Material supplied:
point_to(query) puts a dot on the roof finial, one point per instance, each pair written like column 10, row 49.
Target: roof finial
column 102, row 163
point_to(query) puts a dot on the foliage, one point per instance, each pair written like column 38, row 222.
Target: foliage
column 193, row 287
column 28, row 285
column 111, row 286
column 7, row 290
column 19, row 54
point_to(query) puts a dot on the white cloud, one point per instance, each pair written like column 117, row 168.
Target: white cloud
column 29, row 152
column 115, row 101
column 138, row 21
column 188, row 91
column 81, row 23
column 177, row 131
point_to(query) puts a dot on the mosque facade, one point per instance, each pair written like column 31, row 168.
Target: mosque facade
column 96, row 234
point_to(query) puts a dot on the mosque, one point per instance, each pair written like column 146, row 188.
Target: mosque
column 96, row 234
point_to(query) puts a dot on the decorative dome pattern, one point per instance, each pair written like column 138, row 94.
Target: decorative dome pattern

Your task: Each record above is to be given again without any change to its wording.

Exercise response:
point_to(query) puts a dot on the roof finial, one point per instance, each pair written like column 10, row 49.
Target: roof finial
column 102, row 163
point_to(query) puts a dot on the foliage, one point per instance, each pair written like column 38, row 222.
Target: foliage
column 193, row 287
column 28, row 285
column 111, row 286
column 7, row 290
column 19, row 54
point_to(query) puts a dot on the white cloud, one point per instance, each pair written like column 117, row 168.
Target: white cloud
column 29, row 152
column 115, row 101
column 138, row 21
column 188, row 91
column 81, row 23
column 177, row 131
point_to(query) puts a dot on the mosque facade, one point per instance, each pair written like column 31, row 168.
Target: mosque facade
column 96, row 234
point_to(query) puts a dot on the mosque, one point per instance, each pair written like column 146, row 188.
Target: mosque
column 96, row 234
point_to(query) puts a dot on the decorative dome pattern, one point per instance, each pair written like column 138, row 94.
Target: decorative dome pattern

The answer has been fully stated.